Work to complete: Count the lines in the listing below that contain the string "park", treating uppercase and lowercase as distinct, and reply with the number alone.

━━━━━━

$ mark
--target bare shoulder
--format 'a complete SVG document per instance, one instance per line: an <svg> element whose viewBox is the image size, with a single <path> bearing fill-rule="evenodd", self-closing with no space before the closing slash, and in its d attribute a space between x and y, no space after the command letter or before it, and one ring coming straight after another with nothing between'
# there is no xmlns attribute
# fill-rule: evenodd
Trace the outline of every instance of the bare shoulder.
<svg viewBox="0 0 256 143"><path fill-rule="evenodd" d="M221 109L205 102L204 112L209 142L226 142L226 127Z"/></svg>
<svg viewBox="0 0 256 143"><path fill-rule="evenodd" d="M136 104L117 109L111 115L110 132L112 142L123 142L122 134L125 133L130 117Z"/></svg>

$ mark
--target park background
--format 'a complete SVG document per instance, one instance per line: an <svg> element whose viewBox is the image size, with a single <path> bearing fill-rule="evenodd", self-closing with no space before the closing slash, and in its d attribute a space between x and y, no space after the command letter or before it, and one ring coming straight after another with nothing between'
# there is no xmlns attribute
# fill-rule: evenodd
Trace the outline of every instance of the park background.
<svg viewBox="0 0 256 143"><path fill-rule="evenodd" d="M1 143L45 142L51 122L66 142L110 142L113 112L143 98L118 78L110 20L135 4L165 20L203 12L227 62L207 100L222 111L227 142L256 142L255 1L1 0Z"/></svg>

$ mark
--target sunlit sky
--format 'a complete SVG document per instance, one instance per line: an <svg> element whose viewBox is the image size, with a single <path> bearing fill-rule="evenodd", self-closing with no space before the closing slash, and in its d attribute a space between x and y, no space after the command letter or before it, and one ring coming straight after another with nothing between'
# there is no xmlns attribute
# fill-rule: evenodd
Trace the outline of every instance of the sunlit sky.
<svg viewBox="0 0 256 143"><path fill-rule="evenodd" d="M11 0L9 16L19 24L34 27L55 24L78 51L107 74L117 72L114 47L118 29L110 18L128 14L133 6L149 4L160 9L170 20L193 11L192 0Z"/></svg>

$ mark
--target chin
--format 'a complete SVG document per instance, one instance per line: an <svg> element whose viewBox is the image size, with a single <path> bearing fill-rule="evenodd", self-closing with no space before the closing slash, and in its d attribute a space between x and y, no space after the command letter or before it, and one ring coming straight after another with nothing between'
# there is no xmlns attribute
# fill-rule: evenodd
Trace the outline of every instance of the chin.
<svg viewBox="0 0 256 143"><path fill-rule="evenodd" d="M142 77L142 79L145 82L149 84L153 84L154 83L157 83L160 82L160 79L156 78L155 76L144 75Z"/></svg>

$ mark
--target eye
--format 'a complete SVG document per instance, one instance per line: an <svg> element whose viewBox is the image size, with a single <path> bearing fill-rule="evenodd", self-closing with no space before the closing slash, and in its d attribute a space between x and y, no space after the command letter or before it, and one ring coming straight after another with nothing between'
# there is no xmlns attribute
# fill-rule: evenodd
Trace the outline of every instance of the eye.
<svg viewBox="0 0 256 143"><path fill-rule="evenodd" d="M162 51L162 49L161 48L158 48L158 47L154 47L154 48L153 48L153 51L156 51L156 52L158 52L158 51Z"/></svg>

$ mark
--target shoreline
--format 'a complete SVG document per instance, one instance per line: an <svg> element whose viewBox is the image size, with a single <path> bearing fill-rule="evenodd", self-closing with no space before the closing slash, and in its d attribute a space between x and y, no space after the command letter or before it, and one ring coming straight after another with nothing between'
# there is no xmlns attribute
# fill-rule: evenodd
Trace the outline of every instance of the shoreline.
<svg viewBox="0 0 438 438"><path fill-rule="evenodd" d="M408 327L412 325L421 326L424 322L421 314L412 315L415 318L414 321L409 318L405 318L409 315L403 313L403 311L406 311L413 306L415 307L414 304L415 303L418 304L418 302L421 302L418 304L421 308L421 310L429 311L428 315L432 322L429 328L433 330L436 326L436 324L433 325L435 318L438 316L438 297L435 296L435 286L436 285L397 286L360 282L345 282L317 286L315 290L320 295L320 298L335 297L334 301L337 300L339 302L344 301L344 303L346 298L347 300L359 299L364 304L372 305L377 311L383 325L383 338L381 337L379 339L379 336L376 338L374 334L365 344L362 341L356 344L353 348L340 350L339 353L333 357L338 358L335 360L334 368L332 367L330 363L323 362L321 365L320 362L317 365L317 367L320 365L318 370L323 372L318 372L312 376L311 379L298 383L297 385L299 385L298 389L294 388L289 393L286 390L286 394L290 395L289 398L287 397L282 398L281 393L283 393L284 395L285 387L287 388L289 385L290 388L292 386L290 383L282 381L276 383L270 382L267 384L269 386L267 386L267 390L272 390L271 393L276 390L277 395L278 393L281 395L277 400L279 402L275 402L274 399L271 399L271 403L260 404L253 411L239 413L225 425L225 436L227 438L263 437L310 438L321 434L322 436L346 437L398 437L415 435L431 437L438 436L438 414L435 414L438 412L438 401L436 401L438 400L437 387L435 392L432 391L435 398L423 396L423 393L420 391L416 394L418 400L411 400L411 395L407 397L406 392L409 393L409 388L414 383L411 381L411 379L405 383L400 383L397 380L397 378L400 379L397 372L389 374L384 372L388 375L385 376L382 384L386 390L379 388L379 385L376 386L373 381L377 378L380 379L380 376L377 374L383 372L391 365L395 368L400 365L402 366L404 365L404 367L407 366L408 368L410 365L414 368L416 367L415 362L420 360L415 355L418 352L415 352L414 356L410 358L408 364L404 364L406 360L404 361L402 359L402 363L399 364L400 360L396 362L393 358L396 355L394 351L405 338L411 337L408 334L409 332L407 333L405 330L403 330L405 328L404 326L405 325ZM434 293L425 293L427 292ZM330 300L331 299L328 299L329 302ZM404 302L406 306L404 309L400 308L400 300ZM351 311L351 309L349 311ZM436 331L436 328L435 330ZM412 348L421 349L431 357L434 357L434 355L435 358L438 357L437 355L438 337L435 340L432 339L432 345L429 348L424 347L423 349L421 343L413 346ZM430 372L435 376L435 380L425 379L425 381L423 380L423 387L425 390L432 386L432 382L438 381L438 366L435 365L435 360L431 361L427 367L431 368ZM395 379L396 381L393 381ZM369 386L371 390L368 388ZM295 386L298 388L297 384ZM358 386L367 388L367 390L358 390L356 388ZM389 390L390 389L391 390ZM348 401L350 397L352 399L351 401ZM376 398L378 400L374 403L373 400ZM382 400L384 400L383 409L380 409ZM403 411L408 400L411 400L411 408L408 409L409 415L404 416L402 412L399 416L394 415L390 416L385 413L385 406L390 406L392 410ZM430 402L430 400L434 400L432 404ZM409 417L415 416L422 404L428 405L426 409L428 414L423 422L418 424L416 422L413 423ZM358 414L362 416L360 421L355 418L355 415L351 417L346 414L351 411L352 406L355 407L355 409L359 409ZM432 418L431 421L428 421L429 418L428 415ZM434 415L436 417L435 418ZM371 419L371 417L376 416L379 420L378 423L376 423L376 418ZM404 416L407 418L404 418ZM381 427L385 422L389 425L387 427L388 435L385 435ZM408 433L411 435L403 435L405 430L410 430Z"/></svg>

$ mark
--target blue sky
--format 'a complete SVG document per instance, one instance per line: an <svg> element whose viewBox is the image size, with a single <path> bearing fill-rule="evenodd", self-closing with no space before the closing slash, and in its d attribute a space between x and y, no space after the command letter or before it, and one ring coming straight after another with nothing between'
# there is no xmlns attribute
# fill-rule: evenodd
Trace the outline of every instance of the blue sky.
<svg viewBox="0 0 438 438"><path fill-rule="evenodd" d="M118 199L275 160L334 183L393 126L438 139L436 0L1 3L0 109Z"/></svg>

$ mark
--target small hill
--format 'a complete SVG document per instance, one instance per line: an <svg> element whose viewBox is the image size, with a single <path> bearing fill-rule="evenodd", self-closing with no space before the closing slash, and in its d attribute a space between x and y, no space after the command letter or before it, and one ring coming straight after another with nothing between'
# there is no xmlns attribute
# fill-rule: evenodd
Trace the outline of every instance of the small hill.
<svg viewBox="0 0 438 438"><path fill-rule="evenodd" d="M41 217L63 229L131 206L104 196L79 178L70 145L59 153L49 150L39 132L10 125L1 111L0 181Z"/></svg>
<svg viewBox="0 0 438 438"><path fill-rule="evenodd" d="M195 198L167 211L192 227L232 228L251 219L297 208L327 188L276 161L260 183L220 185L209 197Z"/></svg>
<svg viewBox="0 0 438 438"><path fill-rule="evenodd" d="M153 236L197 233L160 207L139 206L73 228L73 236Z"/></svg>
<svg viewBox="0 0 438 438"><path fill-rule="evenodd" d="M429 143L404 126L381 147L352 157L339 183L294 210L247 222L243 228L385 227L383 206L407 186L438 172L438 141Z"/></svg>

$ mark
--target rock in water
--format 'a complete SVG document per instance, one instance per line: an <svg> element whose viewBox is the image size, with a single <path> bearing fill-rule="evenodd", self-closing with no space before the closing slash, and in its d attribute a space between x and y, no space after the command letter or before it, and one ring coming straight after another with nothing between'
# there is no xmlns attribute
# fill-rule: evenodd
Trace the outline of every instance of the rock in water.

━━━━━━

Answer to the problem: 2